# THE EXERCISE
Pick out each line in the records below that includes the word "shoulder" and copy it. Letter case must match.

Pointing and labeling entries:
═══
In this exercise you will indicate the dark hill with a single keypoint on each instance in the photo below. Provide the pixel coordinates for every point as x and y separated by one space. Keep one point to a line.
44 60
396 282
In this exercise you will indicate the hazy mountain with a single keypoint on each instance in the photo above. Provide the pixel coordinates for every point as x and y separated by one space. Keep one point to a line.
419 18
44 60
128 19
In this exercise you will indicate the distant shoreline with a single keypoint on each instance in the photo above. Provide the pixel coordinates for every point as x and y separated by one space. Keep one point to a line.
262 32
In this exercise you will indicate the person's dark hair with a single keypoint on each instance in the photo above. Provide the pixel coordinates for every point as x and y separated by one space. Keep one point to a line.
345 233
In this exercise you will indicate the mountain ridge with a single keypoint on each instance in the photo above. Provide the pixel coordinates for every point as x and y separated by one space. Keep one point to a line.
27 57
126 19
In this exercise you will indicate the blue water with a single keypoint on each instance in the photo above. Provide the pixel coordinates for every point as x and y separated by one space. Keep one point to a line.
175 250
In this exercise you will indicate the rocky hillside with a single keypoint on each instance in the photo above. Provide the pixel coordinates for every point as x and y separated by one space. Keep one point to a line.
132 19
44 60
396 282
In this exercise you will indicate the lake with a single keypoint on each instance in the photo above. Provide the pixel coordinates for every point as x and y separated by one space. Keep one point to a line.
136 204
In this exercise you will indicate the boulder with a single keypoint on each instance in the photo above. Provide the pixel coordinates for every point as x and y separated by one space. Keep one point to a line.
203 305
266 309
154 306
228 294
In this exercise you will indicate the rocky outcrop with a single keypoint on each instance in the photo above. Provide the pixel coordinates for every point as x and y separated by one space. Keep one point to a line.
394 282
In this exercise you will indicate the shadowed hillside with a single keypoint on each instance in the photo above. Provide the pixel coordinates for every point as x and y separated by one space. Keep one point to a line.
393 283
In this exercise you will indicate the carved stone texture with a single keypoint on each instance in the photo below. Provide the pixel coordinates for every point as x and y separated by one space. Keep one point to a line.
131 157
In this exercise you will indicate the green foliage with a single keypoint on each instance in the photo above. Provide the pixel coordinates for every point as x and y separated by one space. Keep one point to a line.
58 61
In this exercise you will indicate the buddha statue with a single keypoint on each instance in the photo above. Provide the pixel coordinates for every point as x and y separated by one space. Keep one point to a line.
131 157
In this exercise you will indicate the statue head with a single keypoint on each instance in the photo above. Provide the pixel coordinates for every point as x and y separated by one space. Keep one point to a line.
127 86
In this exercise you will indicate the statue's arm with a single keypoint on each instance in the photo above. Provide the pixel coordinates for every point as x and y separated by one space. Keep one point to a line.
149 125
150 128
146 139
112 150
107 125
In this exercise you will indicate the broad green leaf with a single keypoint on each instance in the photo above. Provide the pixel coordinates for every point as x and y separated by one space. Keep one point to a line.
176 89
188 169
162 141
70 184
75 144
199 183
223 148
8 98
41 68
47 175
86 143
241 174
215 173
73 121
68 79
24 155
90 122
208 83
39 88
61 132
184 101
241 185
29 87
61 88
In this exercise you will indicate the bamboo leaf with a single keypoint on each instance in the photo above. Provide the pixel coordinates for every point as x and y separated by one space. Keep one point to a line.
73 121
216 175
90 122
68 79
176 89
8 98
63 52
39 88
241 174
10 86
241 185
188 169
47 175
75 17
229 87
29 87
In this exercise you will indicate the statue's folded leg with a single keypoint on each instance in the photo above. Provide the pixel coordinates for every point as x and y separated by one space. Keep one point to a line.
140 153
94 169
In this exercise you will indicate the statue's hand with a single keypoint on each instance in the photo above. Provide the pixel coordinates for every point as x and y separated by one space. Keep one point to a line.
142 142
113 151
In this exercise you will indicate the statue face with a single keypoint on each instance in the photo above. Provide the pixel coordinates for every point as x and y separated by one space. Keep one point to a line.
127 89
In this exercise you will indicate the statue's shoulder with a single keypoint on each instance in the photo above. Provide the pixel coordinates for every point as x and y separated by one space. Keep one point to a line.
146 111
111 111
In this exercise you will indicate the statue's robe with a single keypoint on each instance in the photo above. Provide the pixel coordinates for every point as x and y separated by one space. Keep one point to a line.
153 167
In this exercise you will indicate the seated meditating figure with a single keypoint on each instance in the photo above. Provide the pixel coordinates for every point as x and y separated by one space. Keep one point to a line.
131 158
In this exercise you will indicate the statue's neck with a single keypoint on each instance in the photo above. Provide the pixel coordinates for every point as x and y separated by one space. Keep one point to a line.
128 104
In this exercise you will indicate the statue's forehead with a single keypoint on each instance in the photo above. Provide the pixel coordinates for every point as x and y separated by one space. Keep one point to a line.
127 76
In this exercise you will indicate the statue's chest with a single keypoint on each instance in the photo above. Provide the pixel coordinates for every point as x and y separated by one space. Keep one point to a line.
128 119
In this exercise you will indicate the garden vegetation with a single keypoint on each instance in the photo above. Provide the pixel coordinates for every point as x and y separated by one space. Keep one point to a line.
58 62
═══
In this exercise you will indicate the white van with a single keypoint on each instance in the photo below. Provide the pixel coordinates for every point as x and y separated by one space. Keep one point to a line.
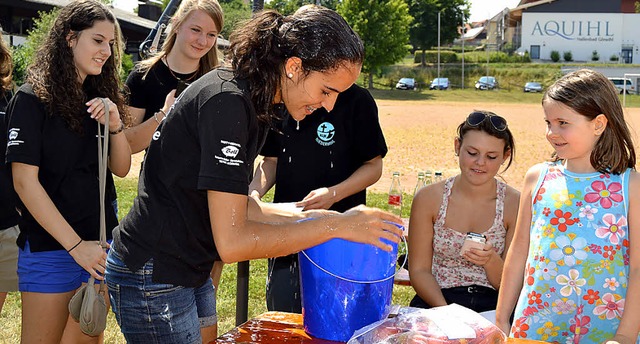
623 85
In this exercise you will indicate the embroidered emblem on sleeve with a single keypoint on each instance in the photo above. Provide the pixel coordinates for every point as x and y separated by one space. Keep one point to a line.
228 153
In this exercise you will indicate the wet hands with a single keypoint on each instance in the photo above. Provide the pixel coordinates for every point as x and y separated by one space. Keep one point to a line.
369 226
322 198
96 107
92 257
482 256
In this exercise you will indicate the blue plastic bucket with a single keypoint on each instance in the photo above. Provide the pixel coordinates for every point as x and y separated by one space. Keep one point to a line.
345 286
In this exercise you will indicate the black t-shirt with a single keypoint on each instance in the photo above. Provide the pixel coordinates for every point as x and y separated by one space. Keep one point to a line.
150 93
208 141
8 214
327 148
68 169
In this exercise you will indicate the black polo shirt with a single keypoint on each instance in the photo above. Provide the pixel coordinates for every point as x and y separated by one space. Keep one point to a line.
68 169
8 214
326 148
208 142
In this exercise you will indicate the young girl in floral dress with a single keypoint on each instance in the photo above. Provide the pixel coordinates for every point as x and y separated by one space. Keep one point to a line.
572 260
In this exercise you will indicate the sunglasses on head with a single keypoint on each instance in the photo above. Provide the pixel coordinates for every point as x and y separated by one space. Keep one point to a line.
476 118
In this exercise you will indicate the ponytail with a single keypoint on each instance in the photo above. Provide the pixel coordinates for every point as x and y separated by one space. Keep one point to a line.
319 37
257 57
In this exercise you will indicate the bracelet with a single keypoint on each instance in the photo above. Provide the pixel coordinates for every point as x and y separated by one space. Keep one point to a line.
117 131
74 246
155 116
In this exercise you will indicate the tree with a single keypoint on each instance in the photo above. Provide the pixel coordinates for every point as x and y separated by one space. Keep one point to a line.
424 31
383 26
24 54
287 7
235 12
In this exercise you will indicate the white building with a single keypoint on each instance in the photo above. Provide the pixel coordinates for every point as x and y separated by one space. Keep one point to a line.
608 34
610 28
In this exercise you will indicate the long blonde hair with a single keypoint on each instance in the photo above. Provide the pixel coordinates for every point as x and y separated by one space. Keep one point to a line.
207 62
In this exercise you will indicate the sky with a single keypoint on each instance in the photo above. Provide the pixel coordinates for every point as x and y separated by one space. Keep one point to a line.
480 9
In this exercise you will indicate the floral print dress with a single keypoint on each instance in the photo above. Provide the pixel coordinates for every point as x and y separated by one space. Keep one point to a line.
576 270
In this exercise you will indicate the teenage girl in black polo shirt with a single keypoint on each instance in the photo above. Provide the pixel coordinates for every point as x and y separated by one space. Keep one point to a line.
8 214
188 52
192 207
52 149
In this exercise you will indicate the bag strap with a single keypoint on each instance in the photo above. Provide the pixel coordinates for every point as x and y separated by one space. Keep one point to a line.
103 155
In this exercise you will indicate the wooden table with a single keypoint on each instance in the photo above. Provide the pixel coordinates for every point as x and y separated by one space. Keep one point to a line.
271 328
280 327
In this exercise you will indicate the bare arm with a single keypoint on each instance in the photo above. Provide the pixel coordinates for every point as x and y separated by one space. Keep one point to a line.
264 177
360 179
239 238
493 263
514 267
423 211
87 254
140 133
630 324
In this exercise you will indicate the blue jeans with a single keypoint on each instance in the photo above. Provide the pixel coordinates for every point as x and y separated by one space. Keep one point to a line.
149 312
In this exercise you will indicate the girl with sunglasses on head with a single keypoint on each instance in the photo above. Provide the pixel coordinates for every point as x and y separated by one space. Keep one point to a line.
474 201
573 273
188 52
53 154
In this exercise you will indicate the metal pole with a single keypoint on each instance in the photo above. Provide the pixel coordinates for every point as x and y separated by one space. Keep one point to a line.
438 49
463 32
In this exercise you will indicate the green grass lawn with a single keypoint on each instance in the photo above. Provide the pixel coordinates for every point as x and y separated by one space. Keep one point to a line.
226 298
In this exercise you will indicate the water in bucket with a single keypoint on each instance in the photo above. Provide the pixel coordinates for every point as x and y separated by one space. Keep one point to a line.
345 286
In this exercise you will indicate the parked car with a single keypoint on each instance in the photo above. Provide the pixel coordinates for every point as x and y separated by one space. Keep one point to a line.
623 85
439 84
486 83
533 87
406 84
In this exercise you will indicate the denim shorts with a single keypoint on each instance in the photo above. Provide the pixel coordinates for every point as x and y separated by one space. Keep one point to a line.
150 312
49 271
═══
# RESPONSE TO THE TASK
In this exercise you will indicate the statue's shoulder with a single keypoint on each instance in the photo above. Provide the pixel coordinates for every point as x and y separated by one space. Keep one point to a line.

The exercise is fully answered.